Task directions.
Pick up the interview passage below about the character Malvolio and continue it from its last sentence.

═══ Text to read

Larry Yando: Malvolio is somewhat of a Chief of Staff for Olivia, he’s the head of the “downstairs” household, really, and I believe that he’s in love with Olivia. He’s made fun of by the servants of the household, who prey on these true feelings he has for Olivia. But this is someone who doesn’t show emotions, who keeps everything bottled up. He is one of those people who’s not in touch with his feelings or doesn’t quite know how to deal with them, so is shut down. You couldn’t call them “villains,” but they’re the people we don’t like—icy, cold, distant, remote, and nasty. When those roles are written well, as Shakespeare does and this is a brilliant one, underneath there is pain, desperation, hurt, and need. All that is exposed throughout the course of the play, which is just a goldmine for an actor. It’s why I love those roles. You see a multi-faceted, exciting and ultimately sympathetic character, although most people think of him as the “Baddie” because he behaves badly. But Shakespeare shows us why and allows us to see what’s underneath.

══════
═══ Stored rows

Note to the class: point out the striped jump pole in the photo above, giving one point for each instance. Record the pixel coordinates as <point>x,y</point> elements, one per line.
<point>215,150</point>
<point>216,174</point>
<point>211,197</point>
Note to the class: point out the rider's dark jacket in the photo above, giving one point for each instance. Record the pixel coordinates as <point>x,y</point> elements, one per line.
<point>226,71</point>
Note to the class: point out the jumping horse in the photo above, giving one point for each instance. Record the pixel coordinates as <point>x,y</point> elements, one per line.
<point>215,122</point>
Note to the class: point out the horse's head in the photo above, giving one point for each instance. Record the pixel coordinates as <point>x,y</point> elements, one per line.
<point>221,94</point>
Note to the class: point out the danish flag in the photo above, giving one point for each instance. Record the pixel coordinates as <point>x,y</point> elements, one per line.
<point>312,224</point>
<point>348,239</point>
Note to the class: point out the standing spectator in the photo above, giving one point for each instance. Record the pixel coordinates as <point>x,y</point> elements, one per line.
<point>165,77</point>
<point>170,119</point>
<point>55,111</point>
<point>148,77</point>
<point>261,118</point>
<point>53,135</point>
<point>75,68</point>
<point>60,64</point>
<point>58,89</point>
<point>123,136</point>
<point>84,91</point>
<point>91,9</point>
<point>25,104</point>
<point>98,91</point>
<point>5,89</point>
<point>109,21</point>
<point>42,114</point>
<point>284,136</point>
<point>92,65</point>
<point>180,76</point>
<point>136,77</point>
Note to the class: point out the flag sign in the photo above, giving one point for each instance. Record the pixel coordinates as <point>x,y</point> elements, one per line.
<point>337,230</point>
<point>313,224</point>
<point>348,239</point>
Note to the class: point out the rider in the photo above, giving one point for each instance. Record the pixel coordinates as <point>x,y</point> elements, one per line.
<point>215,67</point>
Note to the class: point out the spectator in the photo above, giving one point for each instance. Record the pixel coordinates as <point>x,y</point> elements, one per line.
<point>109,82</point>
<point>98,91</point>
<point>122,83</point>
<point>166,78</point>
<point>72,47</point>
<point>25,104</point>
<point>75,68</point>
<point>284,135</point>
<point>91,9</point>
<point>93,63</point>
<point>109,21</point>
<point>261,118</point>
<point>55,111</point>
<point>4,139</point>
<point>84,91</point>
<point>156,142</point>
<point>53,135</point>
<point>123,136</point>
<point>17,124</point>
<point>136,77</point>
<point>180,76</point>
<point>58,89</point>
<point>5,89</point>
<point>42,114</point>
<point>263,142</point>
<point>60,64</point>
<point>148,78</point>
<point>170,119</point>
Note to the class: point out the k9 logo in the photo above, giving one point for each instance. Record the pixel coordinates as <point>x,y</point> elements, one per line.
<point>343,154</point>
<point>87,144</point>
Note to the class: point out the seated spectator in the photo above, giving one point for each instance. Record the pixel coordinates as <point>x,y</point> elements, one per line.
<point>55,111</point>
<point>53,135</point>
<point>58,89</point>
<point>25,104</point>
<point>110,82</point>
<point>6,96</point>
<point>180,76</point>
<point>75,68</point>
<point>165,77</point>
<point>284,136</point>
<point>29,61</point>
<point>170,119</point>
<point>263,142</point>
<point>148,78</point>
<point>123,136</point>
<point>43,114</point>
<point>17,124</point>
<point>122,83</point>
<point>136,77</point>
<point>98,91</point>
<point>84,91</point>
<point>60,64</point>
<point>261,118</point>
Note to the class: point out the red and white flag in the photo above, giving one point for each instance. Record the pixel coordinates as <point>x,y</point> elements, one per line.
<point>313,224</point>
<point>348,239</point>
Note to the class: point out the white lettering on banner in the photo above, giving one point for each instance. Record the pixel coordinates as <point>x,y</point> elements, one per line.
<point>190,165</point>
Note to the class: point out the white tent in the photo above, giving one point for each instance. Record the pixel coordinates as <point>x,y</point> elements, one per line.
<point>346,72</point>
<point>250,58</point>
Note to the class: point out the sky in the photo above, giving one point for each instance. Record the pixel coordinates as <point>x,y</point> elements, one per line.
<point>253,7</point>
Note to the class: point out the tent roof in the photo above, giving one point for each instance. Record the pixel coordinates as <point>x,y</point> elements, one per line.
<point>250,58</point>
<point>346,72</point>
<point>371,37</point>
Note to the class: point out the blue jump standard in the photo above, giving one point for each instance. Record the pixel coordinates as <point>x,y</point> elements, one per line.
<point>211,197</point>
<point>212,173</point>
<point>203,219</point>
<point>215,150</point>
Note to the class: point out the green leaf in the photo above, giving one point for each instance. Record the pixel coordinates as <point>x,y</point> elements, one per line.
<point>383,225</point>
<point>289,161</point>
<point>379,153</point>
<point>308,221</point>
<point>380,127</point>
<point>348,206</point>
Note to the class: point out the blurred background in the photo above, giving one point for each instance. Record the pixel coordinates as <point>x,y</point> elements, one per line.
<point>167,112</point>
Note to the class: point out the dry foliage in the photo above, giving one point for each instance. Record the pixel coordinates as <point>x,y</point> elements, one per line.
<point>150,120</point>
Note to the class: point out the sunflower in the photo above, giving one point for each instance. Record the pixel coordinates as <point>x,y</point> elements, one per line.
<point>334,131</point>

══════

Written reply.
CST: Is this a role that you’ve been drawn to in some particular way?
LY: I’m totally excited about doing it and even more so when I met Josie Rourke, the director. I feel like I’m getting to play all these malcontents. All these people, these damaged individuals—Prospero, Timon, Henry IV, Scrooge, even Scar in Lion King—they’re the most interesting people to me.
I’m lucky that a lot of times people offer me parts without auditioning because they’ve worked with me before. Josie didn’t know me, of course, because she hasn’t worked over here. And I’ve been auditioning long enough to know not to put too much weight on whether I’m going to get a part or not. I do my best, and whatever happens, happens. That’s how I went into the audition. But after spending 40 minutes sitting next to Josie—just my first impressions, how she spoke and how she listened to me—when I left I was nervous because all of the sudden I really wanted the part. We clicked, and she excites me. And that’s fun to me—the role and her, and the play.
CST: Larry, you’ve performed so many great roles over the years with Chicago Shakespeare Theater. Can you look back for a moment with us at some of the first productions that started your career really as a Shakespearean actor?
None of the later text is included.